**DATA EXTRACT:**
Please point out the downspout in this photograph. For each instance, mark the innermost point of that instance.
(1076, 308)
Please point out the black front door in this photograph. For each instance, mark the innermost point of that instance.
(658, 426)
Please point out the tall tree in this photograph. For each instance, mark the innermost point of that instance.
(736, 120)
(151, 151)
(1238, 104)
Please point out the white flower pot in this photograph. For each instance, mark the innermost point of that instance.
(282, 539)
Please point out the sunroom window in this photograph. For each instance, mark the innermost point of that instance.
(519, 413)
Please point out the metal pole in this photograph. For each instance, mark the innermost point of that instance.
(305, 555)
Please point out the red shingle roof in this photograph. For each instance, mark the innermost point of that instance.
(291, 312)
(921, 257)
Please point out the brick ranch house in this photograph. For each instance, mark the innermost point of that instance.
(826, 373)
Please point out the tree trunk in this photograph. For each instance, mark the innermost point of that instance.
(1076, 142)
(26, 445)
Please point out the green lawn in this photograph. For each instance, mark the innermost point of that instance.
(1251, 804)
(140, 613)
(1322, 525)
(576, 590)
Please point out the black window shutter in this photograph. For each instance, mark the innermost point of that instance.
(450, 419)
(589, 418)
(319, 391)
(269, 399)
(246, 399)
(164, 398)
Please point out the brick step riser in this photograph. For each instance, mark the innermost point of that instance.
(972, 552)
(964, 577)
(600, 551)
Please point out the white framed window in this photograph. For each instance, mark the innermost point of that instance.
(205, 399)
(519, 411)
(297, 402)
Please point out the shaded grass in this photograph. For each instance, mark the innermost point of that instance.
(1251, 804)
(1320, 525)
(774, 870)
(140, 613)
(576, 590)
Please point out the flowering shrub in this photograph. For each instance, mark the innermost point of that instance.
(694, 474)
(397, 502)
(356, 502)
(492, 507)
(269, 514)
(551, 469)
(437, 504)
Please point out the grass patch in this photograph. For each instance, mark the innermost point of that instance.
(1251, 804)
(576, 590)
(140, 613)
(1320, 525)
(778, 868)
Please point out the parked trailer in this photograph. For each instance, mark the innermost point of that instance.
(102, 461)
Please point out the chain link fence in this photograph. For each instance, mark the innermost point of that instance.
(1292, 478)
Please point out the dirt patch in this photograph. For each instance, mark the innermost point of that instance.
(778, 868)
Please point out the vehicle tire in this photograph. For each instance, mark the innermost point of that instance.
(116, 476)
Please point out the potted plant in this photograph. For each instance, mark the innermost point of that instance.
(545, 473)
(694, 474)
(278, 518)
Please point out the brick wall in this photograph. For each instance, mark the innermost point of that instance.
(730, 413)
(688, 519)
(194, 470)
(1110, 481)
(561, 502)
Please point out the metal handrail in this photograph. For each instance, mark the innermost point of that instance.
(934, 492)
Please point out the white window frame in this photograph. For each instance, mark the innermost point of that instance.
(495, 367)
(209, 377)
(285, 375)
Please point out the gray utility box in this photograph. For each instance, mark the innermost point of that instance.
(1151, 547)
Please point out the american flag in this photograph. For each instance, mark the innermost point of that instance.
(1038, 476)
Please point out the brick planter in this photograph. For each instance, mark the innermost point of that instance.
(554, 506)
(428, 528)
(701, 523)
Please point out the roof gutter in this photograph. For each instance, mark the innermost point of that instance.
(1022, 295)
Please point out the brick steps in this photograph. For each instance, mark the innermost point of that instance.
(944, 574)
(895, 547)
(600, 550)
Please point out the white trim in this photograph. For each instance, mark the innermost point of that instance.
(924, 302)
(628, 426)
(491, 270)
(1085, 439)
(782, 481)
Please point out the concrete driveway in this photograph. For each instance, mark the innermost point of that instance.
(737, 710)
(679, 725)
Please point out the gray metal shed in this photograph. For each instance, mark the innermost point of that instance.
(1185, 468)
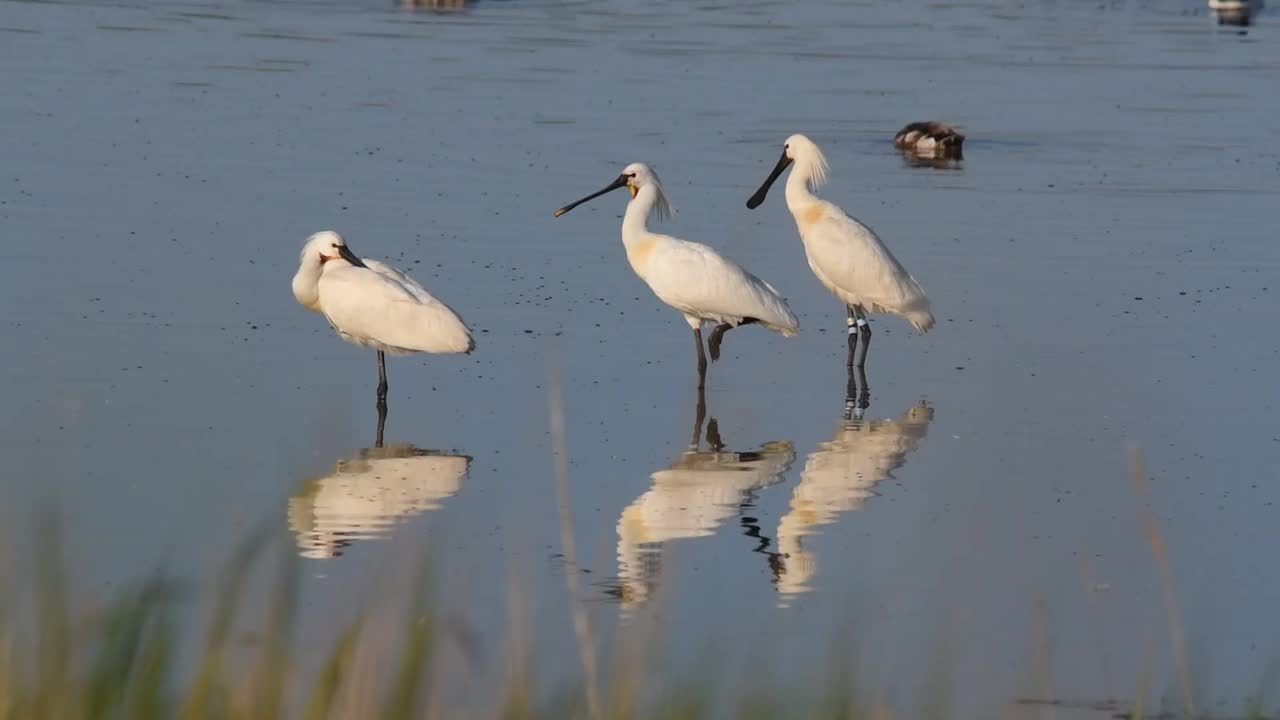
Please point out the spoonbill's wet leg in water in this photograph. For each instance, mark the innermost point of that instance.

**REQUEST:**
Pictures are not part of the copy; output everything else in the records exactly.

**SOLUTION TO THIS TASK:**
Please point out the downspout in this photograph. For each instance, mark the innermost point of that instance.
(1076, 308)
Please point out the black front door in this photograph. For each instance, mark the innermost point of that instance.
(658, 426)
Please point out the tall tree in this photograph. For each instance, mark the innermost point of that instance.
(736, 120)
(151, 151)
(1238, 104)
Please point out the white flower pot in this photograph. For each instance, mark the innermost point of that instance.
(282, 539)
Please point out the sunroom window in this photograph. For each instance, mark the innermost point of that instance.
(519, 413)
Please point out the metal pole in this photograph. For each instance, mark the innermost point of that instance.
(305, 555)
Please point out the red shingle roof in this photograph. For each instance, mark the innermost point of that instance.
(291, 312)
(921, 257)
Please point out the brick ranch house in this photograph. For each instance, mark the innermost point of that instance.
(826, 373)
Please point out the tree trunk in this photograph. For each instance, mark the innermost point of that instance.
(1076, 142)
(26, 445)
Please point out the green lawn in this photograph. For each instance, mark the innermost point of that instance.
(1251, 804)
(140, 613)
(1322, 525)
(576, 590)
Please point out the black window shutter in this photograph. For each instance, mark the innermost point of that instance.
(450, 419)
(589, 418)
(319, 391)
(269, 399)
(246, 399)
(164, 398)
Please point out the brick step riser in this photograph. For each instance, mark the innermost point of that instance.
(972, 552)
(964, 577)
(600, 551)
Please point out the white framed window in this photograph. For each instance, mark the innermost point of that instance.
(205, 399)
(519, 411)
(297, 402)
Please point out the shaded grass in this photograph. For each instance, mark the innermost point of that instance.
(1251, 804)
(1320, 525)
(774, 870)
(140, 613)
(576, 590)
Please point out the flowering shrub in this photograph. For each instance, mark the innermost point of that instance.
(694, 474)
(397, 502)
(356, 502)
(492, 507)
(269, 514)
(551, 469)
(437, 504)
Please point out the grass patch in this photograph. For each instance, mark the innermost point of that instance.
(1251, 804)
(576, 590)
(140, 613)
(1320, 525)
(778, 868)
Please point out the parked trailer in this photograph. For each instance, mark the innermost point of that instance.
(102, 461)
Please point out the chain link fence in this photograph. For each instance, mark the innermost point of that instance.
(1292, 478)
Please point out the dirt patch in this photograph. For each instance, mark the innermost point of that instance.
(778, 868)
Please point out the vehicle tire in this photograph. For each instance, mark the innermost point of that instance.
(116, 476)
Please point out the potted plant in this photograph. For each instance, mark the innermost point of that instance.
(545, 473)
(694, 474)
(278, 518)
Please point out the brick wall in this photograph. For each instance, mark the innermost point of that instance.
(730, 413)
(688, 519)
(194, 470)
(1110, 481)
(561, 502)
Please point out the metal handrail in this photograph. For each instance, mark the innermost point of that instance.
(934, 492)
Please point out the white window frame in this photograph. For each instance, mark the innermost point of that instance.
(495, 367)
(209, 377)
(285, 375)
Please point out the gray utility box in this photograph. For each instance, mark the innermost point of that instance.
(1151, 547)
Please point out the american flag in this photograph. For each instance, mark the innermost point of that instance.
(1038, 476)
Please point out the brick planter in this photograph. For each instance, mark the innermost point of that instance.
(554, 506)
(428, 528)
(701, 523)
Please point out the roof gutter in this photograph. For each instance, mark the innermost point of that instance.
(1022, 295)
Please point out the brick steps in this photograph. For each instance, mark the innermost point of that instance.
(944, 574)
(895, 547)
(600, 550)
Please point out the white trim in this photograph. For each instance, mark the innermost point of that instance.
(924, 302)
(628, 426)
(491, 270)
(1085, 439)
(782, 481)
Please point out the concrete driveway in this photograph. For each instance, mark the innermost point of that instance.
(737, 710)
(679, 725)
Please point out the gray metal shed in this photograph. For each instance, mark the innermost point of that instance.
(1185, 468)
Please point out the spoonbill's wet leg in water in this photograph. For each instance, mark the innermost point of that instance.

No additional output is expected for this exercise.